» What to work on:
- a) Echo the passage of the mental health article starting at "4. Personal and" and ending at "health problems present.".
- b) In the mental health article, what is described as the first step to improving your life?
- c) Pick up the mental health article after its final sentence and keep writing.

» Page text:

+--

8 signs that you might be struggling with your mental health

8 Signs That You Might Be Struggling With Your Mental Health and How to Get Help

It’s normal to feel down every once in a while. Life is filled with ups and downs and no one’s life can be perfect every day but if you’re feeling stressed, anxious or depressed more often than not, you could be struggling with your mental health. It can be tough sometimes to recognise that you are struggling emotionally. How can you be sure that you need help? These 8 signs will give you an idea if you need help and what to do if you’re experiencing them. 


Signs You’re Struggling With Your Mental Health

If you’re not sure whether or not you need help with your mental health, there are a few things to consider. Mental health disorders look different for everyone but if you’re experiencing these signs, you could likely benefit from professional help. 

  1. Daily Activity - Is it hard for you to complete your regular daily activities? If your thoughts and emotions are making it challenging for you to cope with problems or go about your daily routine, it could mean something more. 
  2. Alcohol and Drug Consumption - Misusing substances are often used as a coping mechanism when experiencing mental health issues. 
  3. Performance at Work or School - If you’re typically a great employee/student but notice your work slipping or you start showing up late, it may be due to mental health struggles. 
  4. Personal and Family Relationships - Struggling with mental health makes it hard to maintain healthy relationships. You might be neglecting your partner or experiencing mood swings when talking to friends/family. 
  5. Recent Trauma - Experiencing the loss of a loved one, abuse, an accident, a family crisis etc., could result in issues with mental health. 
  6. Self Harm - Harming yourself in any capacity may mean there are serious mental health problems present.
  7. Excessive Anxiety or Prolonged Depression - It’s not normal to experience anxiety or depression regularly.  
  8. Changes in Sleep or Appetite - If you’re having trouble sleeping or your appetite is irregular, you should investigate why that’s the case. 


Barriers to Seeking Help

Identifying that you should seek help for your mental health is the first step to improving your life. Unfortunately, many barriers stop people from getting the help they need. Some of which include: 


  • Confidentiality and trust 
  • The stigma and shame surrounding mental illness
  • Fear of a negative outcome 
  • Thinking the problem is not serious enough 
  • Difficulties accepting that you are struggling emotionally
  • The belief that you should be able to deal with it on your own
  • Difficulties accessing support (For example, Financial reasons or perceiving it to be more challenging than it is to find help)

+--

» Information:
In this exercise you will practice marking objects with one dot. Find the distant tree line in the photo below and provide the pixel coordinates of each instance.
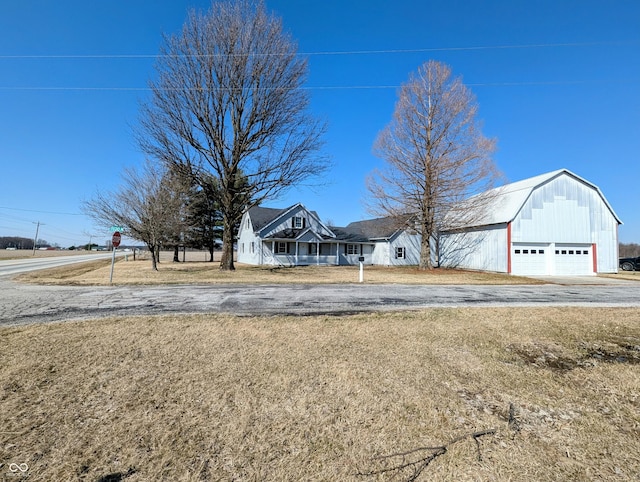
(18, 242)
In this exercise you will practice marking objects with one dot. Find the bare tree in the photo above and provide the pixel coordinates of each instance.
(147, 205)
(435, 155)
(228, 102)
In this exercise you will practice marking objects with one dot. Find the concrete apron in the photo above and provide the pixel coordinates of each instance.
(584, 280)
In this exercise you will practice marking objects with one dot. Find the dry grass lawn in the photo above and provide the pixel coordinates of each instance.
(213, 397)
(197, 270)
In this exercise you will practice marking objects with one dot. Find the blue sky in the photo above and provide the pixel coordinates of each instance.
(557, 82)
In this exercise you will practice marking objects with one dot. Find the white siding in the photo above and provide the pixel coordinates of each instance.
(247, 239)
(286, 223)
(566, 210)
(384, 252)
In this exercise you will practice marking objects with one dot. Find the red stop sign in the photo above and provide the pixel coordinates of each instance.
(116, 238)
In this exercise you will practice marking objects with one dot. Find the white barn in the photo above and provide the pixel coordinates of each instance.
(296, 236)
(553, 224)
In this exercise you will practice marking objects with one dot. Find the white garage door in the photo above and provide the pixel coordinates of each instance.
(573, 259)
(530, 259)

+--

» Results by task:
- a)
4. Personal and Family Relationships - Struggling with mental health makes it hard to maintain healthy relationships. You might be neglecting your partner or experiencing mood swings when talking to friends/family. 
  5. Recent Trauma - Experiencing the loss of a loved one, abuse, an accident, a family crisis etc., could result in issues with mental health. 
  6. Self Harm - Harming yourself in any capacity may mean there are serious mental health problems present.

- b) Identifying that you should seek help for your mental health.

- c)
People often don’t seek help right away for the above reasons. This can create a vicious cycle where the real problems don’t get addressed and the person struggling with their mental health feels ‘stuck’. Seeking help immediately makes it easier to face challenges and break negative patterns


How to Ask for Help

Asking for help when you’re struggling with your mental health might be the hardest part. It’s not easy to admit that you need help getting back to a happier you and opening yourself up to the idea that you can’t do it all on your own. 

The first thing you need to realise is that you don’t have to struggle alone. Here are some steps you can take to get the help you need: 


  • Seek a school or university counsellor - Many schools and universities offer free counselling programs, so take advantage of it! 
  • Consult a mental health professional - Private therapy is another great option if you have the means. It’s an investment that will have a profound impact on your life. 
  • Talk to your GP - Making an appointment with your general practitioner is a great first step if you’re not sure where to turn. They can point you in the direction of specialists who will take your exact needs into account. 
  • NHS talking therapy - The NHS offers free, confidential and effective support for depression, anxiety, phobias, stress, insomnia, PTSD and more from accredited and fully trained therapists. This therapy can be done over the phone, video or face to face, depending on your needs. You can access NHS talking therapies if you are registered with a GP and they can refer you to your local Mental Health Service. However, you do not need to be referred by your GP as you can also self-refer.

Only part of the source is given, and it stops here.